Outline labeling records:
%%

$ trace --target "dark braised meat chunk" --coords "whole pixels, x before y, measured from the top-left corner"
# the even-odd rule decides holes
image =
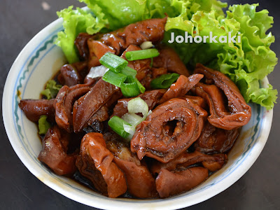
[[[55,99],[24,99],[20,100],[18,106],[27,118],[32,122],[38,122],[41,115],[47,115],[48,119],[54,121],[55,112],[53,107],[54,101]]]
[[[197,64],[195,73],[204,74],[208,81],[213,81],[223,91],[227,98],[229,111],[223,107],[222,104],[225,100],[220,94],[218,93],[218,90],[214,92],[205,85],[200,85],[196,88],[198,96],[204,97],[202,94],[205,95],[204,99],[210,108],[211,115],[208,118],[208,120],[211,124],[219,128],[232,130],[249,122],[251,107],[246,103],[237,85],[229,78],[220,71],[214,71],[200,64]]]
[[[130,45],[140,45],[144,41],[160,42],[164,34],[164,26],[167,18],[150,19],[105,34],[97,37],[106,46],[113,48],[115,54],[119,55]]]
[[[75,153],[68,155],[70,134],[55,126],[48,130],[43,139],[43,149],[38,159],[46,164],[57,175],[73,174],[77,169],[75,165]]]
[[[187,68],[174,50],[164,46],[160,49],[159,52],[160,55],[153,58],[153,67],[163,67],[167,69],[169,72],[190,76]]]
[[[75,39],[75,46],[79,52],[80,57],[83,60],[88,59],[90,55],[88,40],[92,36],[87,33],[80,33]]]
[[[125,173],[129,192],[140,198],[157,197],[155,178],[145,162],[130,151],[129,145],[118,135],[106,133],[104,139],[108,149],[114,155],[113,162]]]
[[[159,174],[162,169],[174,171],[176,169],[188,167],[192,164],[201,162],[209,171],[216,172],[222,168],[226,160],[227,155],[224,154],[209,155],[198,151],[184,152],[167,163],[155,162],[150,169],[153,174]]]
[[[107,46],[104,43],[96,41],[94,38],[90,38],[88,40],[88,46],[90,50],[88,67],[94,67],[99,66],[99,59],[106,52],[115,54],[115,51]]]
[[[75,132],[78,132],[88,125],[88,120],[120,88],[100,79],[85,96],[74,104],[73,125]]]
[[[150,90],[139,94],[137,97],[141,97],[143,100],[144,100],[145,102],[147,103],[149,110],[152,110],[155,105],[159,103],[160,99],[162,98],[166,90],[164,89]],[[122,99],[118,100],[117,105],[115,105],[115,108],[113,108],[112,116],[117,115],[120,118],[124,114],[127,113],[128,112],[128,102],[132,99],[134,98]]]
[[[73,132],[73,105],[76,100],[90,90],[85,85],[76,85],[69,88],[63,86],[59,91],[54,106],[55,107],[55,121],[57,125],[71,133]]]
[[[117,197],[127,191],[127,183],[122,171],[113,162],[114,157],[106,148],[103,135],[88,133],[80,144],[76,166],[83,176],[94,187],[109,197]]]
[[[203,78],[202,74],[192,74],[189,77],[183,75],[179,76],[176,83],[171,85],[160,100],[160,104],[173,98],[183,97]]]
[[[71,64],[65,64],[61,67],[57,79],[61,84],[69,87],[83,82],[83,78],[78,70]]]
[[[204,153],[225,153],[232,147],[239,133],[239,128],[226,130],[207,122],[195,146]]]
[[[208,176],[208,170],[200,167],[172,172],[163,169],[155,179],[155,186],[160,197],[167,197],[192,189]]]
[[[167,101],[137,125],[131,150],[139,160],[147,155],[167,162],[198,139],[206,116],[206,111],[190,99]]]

%%

■ TO BE DONE: Set down all the data again exactly as above, pictures excluded.

■ RESPONSE TO THIS TASK:
$ trace --target "dark braised meat chunk" --coords "whole pixels, x before y, measured from the top-left corner"
# the even-odd rule decides holes
image =
[[[55,99],[24,99],[20,100],[18,106],[27,118],[32,122],[38,122],[41,115],[47,115],[48,119],[54,121],[55,112],[53,107],[54,101]]]
[[[197,64],[195,73],[204,74],[208,81],[213,81],[223,91],[227,98],[229,111],[223,107],[222,104],[225,100],[220,94],[218,93],[218,90],[214,92],[205,85],[200,85],[196,88],[198,96],[204,97],[202,94],[205,95],[204,99],[210,108],[211,115],[208,118],[208,120],[211,124],[219,128],[232,130],[249,122],[251,107],[246,103],[237,85],[229,78],[220,71],[214,71],[200,64]]]
[[[130,45],[140,45],[144,41],[160,42],[164,34],[164,26],[167,18],[150,19],[105,34],[97,37],[106,46],[113,48],[115,54],[119,55]]]
[[[75,153],[68,155],[70,134],[55,126],[48,130],[43,139],[43,149],[38,159],[46,164],[57,175],[73,174],[77,169],[75,165]]]
[[[187,68],[174,50],[164,46],[160,49],[159,52],[160,55],[153,58],[153,67],[163,67],[167,69],[169,72],[190,76]]]
[[[75,39],[75,46],[79,52],[80,57],[83,60],[88,59],[90,55],[88,40],[92,36],[87,33],[80,33]]]
[[[125,173],[129,192],[140,198],[157,197],[155,178],[145,162],[130,151],[129,145],[118,135],[106,133],[104,139],[108,149],[114,155],[113,162]]]
[[[159,174],[162,169],[174,171],[176,169],[188,167],[192,164],[201,162],[209,171],[216,172],[222,168],[226,160],[227,155],[224,154],[209,155],[198,151],[184,152],[167,163],[155,162],[150,169],[153,174]]]
[[[107,46],[104,43],[96,41],[94,38],[90,38],[88,40],[88,46],[90,50],[88,67],[94,67],[99,66],[99,59],[106,52],[115,54],[115,51]]]
[[[75,132],[78,132],[88,125],[88,120],[120,88],[100,79],[85,96],[74,104],[73,125]]]
[[[150,90],[139,94],[137,97],[141,97],[143,100],[144,100],[145,102],[147,103],[149,110],[152,110],[155,105],[159,103],[160,99],[162,98],[166,90],[164,89]],[[122,99],[118,100],[117,105],[115,105],[115,108],[113,108],[112,116],[117,115],[120,118],[124,114],[127,113],[128,112],[128,102],[132,99],[134,98]]]
[[[73,132],[73,105],[76,100],[90,90],[85,85],[76,85],[69,88],[63,86],[59,91],[54,106],[55,107],[55,121],[57,125],[71,133]]]
[[[117,197],[127,191],[127,183],[122,171],[113,162],[114,157],[106,148],[103,135],[88,133],[80,144],[76,166],[83,176],[94,187],[109,197]]]
[[[203,78],[202,74],[192,74],[189,77],[183,75],[179,76],[176,83],[171,85],[160,100],[160,104],[173,98],[183,97]]]
[[[71,64],[65,64],[61,67],[57,79],[61,84],[69,87],[83,82],[83,78],[78,70]]]
[[[204,153],[225,153],[232,147],[239,133],[239,128],[226,130],[207,122],[195,146]]]
[[[208,176],[208,170],[200,167],[172,172],[163,169],[155,179],[155,186],[160,197],[167,197],[192,189]]]
[[[167,101],[137,125],[131,150],[139,160],[147,155],[167,162],[198,139],[206,116],[206,111],[190,99]]]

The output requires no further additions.